/---

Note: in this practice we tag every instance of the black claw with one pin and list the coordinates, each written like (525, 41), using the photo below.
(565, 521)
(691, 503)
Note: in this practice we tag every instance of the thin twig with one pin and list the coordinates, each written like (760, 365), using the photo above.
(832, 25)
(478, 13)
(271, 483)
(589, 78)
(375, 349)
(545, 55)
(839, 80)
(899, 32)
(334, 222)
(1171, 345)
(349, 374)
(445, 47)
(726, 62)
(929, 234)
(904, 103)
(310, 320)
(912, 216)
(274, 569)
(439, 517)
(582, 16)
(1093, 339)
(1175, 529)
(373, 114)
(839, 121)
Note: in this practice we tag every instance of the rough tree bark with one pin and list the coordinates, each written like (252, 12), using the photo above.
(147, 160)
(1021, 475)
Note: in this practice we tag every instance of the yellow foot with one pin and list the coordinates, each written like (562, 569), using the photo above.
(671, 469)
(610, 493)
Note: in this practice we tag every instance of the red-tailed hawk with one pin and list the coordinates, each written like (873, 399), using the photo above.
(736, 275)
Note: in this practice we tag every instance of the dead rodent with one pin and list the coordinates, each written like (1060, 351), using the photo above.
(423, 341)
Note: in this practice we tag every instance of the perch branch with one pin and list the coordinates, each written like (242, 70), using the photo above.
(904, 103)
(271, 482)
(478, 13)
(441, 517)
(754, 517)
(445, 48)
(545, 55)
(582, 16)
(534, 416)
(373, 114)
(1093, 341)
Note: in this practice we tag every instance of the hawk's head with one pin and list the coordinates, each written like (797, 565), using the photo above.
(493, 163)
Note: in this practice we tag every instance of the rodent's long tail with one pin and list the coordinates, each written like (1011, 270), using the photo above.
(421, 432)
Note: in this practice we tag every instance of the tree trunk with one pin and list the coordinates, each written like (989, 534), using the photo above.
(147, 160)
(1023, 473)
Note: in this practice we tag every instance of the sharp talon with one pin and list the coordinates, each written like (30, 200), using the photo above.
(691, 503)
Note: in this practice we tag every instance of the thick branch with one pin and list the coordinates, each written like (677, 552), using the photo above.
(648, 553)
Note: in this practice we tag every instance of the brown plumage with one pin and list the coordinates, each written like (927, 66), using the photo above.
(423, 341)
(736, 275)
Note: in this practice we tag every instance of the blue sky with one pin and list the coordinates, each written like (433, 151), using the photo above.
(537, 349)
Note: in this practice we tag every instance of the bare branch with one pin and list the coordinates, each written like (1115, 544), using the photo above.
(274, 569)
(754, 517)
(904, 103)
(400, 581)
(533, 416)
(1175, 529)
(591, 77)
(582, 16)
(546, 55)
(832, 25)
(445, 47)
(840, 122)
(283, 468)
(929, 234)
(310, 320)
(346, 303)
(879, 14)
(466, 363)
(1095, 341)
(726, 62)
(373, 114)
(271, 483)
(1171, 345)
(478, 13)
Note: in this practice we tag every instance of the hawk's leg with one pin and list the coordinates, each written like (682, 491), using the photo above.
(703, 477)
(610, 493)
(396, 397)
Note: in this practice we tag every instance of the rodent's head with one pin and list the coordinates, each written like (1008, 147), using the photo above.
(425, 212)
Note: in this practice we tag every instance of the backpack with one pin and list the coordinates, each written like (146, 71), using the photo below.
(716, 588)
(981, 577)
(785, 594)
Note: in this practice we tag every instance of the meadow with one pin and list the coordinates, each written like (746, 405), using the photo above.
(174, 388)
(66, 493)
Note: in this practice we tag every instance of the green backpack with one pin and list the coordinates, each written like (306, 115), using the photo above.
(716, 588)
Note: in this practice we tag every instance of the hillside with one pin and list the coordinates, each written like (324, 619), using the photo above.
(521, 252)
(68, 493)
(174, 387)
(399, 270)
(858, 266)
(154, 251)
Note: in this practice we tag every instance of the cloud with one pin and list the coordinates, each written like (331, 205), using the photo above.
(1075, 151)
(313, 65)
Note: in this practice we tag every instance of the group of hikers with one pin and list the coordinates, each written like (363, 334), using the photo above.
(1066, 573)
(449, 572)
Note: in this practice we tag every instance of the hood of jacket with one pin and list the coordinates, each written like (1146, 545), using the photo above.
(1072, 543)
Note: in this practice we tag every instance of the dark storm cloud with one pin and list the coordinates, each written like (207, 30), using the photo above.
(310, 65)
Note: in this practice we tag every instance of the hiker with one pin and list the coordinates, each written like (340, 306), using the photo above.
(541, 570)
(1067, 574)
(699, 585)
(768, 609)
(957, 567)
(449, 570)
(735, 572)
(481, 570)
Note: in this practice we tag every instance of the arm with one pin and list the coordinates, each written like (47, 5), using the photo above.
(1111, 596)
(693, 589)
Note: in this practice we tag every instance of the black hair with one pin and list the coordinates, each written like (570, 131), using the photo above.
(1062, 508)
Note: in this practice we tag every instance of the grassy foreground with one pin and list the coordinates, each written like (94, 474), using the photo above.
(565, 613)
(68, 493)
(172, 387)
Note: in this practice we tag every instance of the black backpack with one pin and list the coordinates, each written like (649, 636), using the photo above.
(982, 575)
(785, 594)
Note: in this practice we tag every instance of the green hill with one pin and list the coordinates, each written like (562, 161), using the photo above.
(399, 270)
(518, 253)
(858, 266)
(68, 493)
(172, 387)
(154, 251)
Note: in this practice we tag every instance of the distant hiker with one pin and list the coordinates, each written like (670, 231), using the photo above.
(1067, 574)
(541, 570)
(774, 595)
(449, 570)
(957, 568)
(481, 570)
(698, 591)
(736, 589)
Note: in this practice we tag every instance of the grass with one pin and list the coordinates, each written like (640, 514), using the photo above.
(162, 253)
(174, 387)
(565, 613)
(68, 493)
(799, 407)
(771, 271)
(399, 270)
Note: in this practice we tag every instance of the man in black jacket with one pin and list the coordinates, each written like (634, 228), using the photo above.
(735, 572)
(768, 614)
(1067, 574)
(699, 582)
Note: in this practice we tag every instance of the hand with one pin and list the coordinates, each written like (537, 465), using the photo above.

\---

▶ Instructions to follow
Copy the entire listing exactly. Do not skip a line.

▶ Response to the exercise
Note: in this practice we tag every instance of the black claw with one pin and list the coordinates, each written like (525, 41), using the photo below.
(565, 521)
(691, 503)
Note: in this practice we tag every instance of the thin twig with one pin and list the coordinates, each written like (760, 365), using the photo above.
(832, 25)
(478, 13)
(271, 483)
(589, 78)
(375, 349)
(545, 55)
(839, 80)
(899, 32)
(334, 222)
(1171, 345)
(349, 374)
(445, 47)
(726, 62)
(929, 234)
(904, 103)
(310, 320)
(912, 216)
(274, 569)
(439, 517)
(582, 16)
(1093, 339)
(1175, 529)
(373, 114)
(839, 121)
Note: in this practice we tag every instance of the rough tree bark with one pin and list the coordinates, each written like (252, 12), using the photo above.
(147, 160)
(1021, 475)
Note: in this practice we tag every instance of the yellow foot with one pin and list the coordinates, each written like (562, 569), using the photo above.
(671, 469)
(610, 493)
Note: in this practice we tag every instance of the red-tailed hawk with one pin and list the coordinates, each written like (873, 399), using the photo above.
(736, 275)
Note: in this practice we tag every instance of the dead rodent with one pin and list the coordinates, each written like (1060, 351), using the photo above.
(423, 341)
Note: in this practice we tag every instance of the perch branch with one pin and list the coordinates, each written like (242, 70), using the photo above.
(904, 103)
(271, 482)
(478, 13)
(441, 517)
(754, 517)
(445, 48)
(545, 55)
(582, 16)
(534, 416)
(373, 114)
(1093, 341)
Note: in this practice we tag every instance of the hawk's head with one pin and list the coordinates, each written like (797, 565), using the photo above.
(493, 163)
Note: in this practice we tag every instance of the rodent's long tail with one pin and list the coordinates, each written like (1011, 270), using the photo above.
(421, 432)
Note: in this practice we tag every instance of the tree trunk with one pin and list the coordinates, each written like (989, 534), using the photo above.
(147, 160)
(1023, 473)
Note: in this practice we tag every instance of the sharp talon with one pin and list the coordinates, each written like (30, 200), using the photo above.
(691, 503)
Note: in this practice we tag every instance of the thick branch with one pin and list the coordinates, each written like (677, 552), using the photo above.
(648, 553)
Note: in this practice we tag every instance of the brown plumage with one pin and list the coordinates, each written like (927, 66), using the photo above.
(423, 341)
(736, 275)
Note: in this practice we tag every instance of the blue sky with one pin and list the coordinates, each written like (433, 151), using the photo above.
(537, 349)
Note: in this practice we tag every instance of the bare branch with one pin and list the coordinates, each written like (1115, 544), using the photo above.
(274, 569)
(754, 517)
(904, 103)
(400, 581)
(533, 416)
(1175, 529)
(591, 77)
(582, 16)
(546, 55)
(832, 25)
(445, 47)
(840, 122)
(283, 468)
(929, 234)
(310, 320)
(346, 303)
(879, 14)
(466, 363)
(1095, 341)
(726, 62)
(373, 114)
(271, 483)
(1171, 345)
(478, 13)
Note: in this practice we tag every instance of the hawk's leg with one pin and list the coordinates, each written like (682, 491), using the photo above.
(703, 477)
(610, 493)
(396, 397)
Note: in this practice we tag every instance of the rodent's head with one pin and list the coordinates, each written like (1008, 147), using the photo above.
(425, 212)
Note: in this practice we tag every instance of the backpack with one pin and list the coordinates, each written like (146, 71), using the photo below.
(716, 588)
(981, 577)
(785, 594)
Note: in this practice we tag every instance of the meadow with one pin and list the coordinates, each written like (746, 405), using the photo above.
(174, 388)
(66, 493)
Note: in this practice we tag every instance of the green backpack with one pin and list the coordinates, each written like (306, 115), using the photo above.
(716, 588)
Note: in this practice we tag every instance of the hillside with one pin and list the coordinates, each written like (324, 619), using the photo above.
(521, 252)
(68, 493)
(174, 387)
(399, 270)
(858, 266)
(154, 251)
Note: in this practice we tag every instance of the cloud with one pin and list the coordinates, each written like (331, 205), using the photo above.
(1075, 151)
(313, 65)
Note: in this practice we tag every instance of the group of hikers with one pin and list the coordinates, each written like (363, 334), using the photo above.
(1066, 573)
(449, 572)
Note: in this practice we tag every instance of the hood of jacket with one pin and list the coordinates, each written like (1146, 545), using the photo above.
(1072, 543)
Note: in this practice we tag every instance of the dark storm cloud with one pin and list the coordinates, each written like (207, 30), using the photo above.
(310, 65)
Note: in this practice we tag every instance of the hiker with one pin and list the coordinates, each written like (340, 306), using the photo above.
(541, 570)
(1067, 574)
(699, 585)
(768, 609)
(957, 567)
(449, 570)
(735, 572)
(481, 570)
Note: in this practice we tag every instance of the arm with one pin and list the coordinates, each written like (47, 5), using the photo above.
(1111, 596)
(693, 589)
Note: in this practice we tag every instance of the black hair with one pin and list the coordinates, each written like (570, 131), using the photo above.
(1062, 508)
Note: in this practice we tag every instance of the grassy foreground with one pin and list the coordinates, each written like (94, 474), using the photo above.
(565, 613)
(68, 493)
(172, 387)
Note: in this practice we tag every instance of the black backpack with one pin and list the coordinates, each written like (649, 636), using the photo above.
(982, 575)
(785, 594)
Note: in this practice we tag every instance of the green hill with one pin and list the coordinates, each written like (562, 161), using the photo above.
(399, 270)
(518, 253)
(858, 266)
(68, 493)
(172, 387)
(154, 251)
Note: in this practice we tag every instance of the distant hiker with one pin and list the coordinates, each written like (670, 231), using the photo above.
(1067, 574)
(541, 570)
(774, 595)
(449, 570)
(957, 568)
(481, 570)
(698, 591)
(736, 589)
Note: in this practice we tag every instance of the grass with one pin and list the coordinates, each written like (640, 514), using the photo above.
(162, 253)
(174, 387)
(565, 613)
(68, 493)
(799, 407)
(771, 271)
(399, 270)
Note: in this practice we tag every instance of the man in black jacket with one pin and list the coordinates, each written like (634, 228), using the photo above.
(735, 572)
(768, 614)
(1067, 574)
(699, 582)
Note: in this practice we tag every instance of the hand with one pin and list the coordinates, each written like (537, 465), using the photo above.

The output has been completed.